§ **Listing**:
---+---

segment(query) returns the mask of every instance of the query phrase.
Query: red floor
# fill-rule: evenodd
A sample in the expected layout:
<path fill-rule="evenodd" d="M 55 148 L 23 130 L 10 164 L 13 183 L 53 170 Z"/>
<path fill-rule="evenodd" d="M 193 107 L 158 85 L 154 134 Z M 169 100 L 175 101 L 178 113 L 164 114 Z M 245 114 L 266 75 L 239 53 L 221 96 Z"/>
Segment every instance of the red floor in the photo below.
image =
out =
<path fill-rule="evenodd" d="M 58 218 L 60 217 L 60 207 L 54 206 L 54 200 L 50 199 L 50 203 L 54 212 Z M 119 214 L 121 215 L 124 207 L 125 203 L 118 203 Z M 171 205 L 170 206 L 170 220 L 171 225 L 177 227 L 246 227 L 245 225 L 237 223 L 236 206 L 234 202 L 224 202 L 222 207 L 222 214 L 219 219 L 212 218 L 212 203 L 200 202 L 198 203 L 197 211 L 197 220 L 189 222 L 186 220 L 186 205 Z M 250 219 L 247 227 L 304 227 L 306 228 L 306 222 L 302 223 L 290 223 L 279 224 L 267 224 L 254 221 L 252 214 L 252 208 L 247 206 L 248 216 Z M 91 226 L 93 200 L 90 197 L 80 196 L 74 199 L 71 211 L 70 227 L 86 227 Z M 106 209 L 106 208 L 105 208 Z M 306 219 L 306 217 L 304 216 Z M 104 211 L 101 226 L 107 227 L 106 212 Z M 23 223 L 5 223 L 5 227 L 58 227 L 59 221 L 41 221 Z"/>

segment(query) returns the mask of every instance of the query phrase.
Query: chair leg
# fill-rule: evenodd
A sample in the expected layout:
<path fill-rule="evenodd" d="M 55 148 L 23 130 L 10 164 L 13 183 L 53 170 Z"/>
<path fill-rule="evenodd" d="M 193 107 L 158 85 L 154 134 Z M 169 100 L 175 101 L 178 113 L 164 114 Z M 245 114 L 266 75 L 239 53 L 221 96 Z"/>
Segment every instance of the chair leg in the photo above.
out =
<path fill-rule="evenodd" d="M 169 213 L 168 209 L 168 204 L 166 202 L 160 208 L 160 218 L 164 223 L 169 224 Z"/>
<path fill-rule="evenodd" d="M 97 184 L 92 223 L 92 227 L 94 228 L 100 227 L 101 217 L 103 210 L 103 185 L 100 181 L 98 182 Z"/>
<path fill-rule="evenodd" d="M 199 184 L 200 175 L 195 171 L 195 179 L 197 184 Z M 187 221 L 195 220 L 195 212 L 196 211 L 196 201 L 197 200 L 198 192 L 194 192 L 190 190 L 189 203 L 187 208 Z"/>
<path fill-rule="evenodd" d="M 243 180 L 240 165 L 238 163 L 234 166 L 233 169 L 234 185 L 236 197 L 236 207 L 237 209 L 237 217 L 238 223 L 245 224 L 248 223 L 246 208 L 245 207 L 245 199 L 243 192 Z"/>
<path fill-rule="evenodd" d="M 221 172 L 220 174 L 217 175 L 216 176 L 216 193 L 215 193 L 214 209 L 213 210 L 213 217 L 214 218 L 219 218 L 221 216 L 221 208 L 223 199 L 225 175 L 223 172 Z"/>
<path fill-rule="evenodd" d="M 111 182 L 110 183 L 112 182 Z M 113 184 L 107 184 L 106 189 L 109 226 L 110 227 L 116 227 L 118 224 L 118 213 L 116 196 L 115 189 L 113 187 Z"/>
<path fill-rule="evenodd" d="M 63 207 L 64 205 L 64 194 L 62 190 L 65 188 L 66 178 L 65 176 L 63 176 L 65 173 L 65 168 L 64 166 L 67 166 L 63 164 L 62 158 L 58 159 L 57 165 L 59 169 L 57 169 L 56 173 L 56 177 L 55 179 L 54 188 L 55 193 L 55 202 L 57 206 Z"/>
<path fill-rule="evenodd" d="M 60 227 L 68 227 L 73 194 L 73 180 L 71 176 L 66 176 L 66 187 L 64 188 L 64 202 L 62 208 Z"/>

---+---

§ **Written request**: Could you rewrite the stretch from the start of the records through the line containing "58 218 L 60", both ends included, with 149 added to every coordinate in the answer outlines and all other text left unchanged?

§ **Solution**:
segment(query) returns the mask of every instance of the query phrase.
Query: red floor
# fill-rule: evenodd
A sample in the expected layout:
<path fill-rule="evenodd" d="M 55 148 L 23 130 L 10 164 L 13 183 L 53 170 Z"/>
<path fill-rule="evenodd" d="M 193 107 L 158 85 L 154 134 Z M 169 100 L 175 101 L 178 113 L 164 114 Z M 245 114 L 266 75 L 239 53 L 221 96 Z"/>
Segment every instance of the red floor in the photo below.
image =
out =
<path fill-rule="evenodd" d="M 207 367 L 209 366 L 209 356 L 203 355 L 203 349 L 199 348 L 199 352 L 203 361 Z M 268 363 L 270 364 L 273 356 L 274 352 L 267 352 Z M 320 354 L 319 355 L 319 369 L 320 374 L 326 376 L 395 376 L 394 374 L 386 372 L 385 355 L 383 351 L 373 351 L 371 356 L 371 363 L 368 368 L 361 367 L 361 352 L 349 351 L 347 352 L 346 360 L 346 369 L 338 371 L 335 369 L 335 354 Z M 399 368 L 396 376 L 453 376 L 455 377 L 455 371 L 451 372 L 439 372 L 428 373 L 416 373 L 403 370 L 401 363 L 401 357 L 396 355 L 397 365 Z M 240 375 L 242 349 L 239 346 L 229 345 L 223 348 L 220 360 L 219 376 L 235 376 Z M 255 358 L 255 357 L 254 357 Z M 455 368 L 455 366 L 453 365 Z M 253 360 L 250 375 L 256 376 L 255 361 Z M 172 372 L 154 372 L 154 376 L 207 376 L 208 370 L 190 370 Z"/>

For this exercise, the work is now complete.